§ **Study material**
____________
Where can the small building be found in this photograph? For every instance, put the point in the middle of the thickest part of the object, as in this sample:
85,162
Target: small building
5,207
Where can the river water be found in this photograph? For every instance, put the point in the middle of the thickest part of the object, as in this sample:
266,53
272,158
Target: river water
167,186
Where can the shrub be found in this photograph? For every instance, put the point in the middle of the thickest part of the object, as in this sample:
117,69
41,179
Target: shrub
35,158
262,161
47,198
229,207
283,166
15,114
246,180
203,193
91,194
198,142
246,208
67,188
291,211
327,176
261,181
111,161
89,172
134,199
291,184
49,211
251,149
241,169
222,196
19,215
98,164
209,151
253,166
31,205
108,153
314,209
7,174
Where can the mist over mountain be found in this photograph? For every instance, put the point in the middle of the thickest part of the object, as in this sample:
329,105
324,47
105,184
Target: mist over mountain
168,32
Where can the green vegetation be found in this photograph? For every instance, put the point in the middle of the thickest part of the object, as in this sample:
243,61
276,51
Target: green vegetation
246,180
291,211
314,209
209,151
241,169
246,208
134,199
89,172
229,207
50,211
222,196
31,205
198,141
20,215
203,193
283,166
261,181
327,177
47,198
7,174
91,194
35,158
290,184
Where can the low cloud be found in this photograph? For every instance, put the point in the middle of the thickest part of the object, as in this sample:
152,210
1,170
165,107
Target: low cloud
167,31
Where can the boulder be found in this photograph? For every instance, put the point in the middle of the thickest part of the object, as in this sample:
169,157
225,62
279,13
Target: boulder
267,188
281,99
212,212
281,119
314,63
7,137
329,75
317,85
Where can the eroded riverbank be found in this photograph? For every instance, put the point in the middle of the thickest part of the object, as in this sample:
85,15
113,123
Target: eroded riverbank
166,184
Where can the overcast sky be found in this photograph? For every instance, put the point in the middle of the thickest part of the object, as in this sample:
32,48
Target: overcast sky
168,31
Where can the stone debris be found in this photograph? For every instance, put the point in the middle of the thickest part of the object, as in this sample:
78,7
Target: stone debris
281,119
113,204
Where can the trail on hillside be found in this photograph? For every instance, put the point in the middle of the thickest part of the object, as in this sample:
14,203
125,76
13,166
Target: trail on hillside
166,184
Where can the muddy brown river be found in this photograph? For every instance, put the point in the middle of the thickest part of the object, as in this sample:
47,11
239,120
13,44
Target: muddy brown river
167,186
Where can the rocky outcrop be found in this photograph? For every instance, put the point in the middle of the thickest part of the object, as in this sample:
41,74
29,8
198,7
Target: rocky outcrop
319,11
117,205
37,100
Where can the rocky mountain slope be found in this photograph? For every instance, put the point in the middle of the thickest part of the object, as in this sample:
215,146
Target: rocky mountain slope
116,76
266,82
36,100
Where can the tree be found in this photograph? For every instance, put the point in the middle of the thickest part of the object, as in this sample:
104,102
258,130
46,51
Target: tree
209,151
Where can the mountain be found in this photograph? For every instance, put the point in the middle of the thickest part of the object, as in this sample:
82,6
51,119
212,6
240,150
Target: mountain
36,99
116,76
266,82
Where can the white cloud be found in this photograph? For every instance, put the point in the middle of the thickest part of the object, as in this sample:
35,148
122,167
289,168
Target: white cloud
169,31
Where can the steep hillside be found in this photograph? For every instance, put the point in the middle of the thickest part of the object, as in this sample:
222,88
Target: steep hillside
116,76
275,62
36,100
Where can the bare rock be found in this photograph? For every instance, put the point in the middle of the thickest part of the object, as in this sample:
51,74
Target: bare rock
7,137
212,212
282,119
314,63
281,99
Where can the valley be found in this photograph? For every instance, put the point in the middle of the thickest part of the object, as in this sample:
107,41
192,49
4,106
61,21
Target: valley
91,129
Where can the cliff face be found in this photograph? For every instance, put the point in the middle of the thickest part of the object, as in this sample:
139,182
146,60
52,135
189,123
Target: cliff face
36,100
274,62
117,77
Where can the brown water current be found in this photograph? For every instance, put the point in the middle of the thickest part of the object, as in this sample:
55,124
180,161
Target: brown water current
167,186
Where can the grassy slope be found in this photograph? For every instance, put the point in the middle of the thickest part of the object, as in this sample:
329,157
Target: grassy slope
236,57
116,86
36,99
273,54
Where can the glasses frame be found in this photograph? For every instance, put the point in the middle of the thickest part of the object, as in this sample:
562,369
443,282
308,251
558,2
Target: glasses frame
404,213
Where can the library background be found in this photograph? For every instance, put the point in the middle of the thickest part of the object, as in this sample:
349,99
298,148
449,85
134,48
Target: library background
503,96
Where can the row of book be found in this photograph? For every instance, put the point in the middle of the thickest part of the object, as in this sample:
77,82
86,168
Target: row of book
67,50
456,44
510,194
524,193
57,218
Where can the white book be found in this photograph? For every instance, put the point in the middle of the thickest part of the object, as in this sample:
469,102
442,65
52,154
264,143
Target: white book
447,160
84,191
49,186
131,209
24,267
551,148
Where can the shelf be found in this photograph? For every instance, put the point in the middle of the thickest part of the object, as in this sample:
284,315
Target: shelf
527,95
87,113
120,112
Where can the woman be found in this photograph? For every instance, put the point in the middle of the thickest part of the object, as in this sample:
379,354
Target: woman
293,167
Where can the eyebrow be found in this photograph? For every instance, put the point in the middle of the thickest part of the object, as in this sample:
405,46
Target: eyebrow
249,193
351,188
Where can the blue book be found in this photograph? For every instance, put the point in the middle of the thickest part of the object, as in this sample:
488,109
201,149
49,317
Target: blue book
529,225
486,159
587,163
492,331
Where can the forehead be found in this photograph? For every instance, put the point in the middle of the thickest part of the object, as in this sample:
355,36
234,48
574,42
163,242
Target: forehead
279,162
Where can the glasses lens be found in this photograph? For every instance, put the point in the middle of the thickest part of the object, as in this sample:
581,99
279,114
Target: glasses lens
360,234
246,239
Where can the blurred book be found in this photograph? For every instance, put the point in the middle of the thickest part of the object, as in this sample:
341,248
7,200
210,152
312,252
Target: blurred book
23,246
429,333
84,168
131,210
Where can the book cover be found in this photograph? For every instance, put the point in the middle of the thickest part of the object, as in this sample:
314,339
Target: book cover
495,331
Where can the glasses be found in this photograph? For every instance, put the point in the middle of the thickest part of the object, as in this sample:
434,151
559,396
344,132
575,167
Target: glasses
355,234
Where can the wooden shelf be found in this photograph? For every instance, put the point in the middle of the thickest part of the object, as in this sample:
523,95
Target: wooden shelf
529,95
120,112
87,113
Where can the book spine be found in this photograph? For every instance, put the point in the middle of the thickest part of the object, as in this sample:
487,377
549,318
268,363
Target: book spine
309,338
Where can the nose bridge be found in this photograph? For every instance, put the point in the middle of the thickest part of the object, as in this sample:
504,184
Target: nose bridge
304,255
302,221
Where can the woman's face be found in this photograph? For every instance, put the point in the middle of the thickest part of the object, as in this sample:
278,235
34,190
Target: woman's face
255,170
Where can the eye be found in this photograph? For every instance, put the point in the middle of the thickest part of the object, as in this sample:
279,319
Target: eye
____________
§ **What the exercise asks**
Give an exact copy of the lines from the one with "Where can the woman's" through the end of the entries, both ends included.

§ **Exercise response**
Where can the woman's face be found in this photograph? For every instance, put the point in the middle of the thickest part of the object, as in this sample:
278,235
34,190
Target: woman's face
255,170
Where can the eye be found in this photograph? For every instance, put the point in the middle of the thickest part of the object, as in this sample:
279,319
Target: eye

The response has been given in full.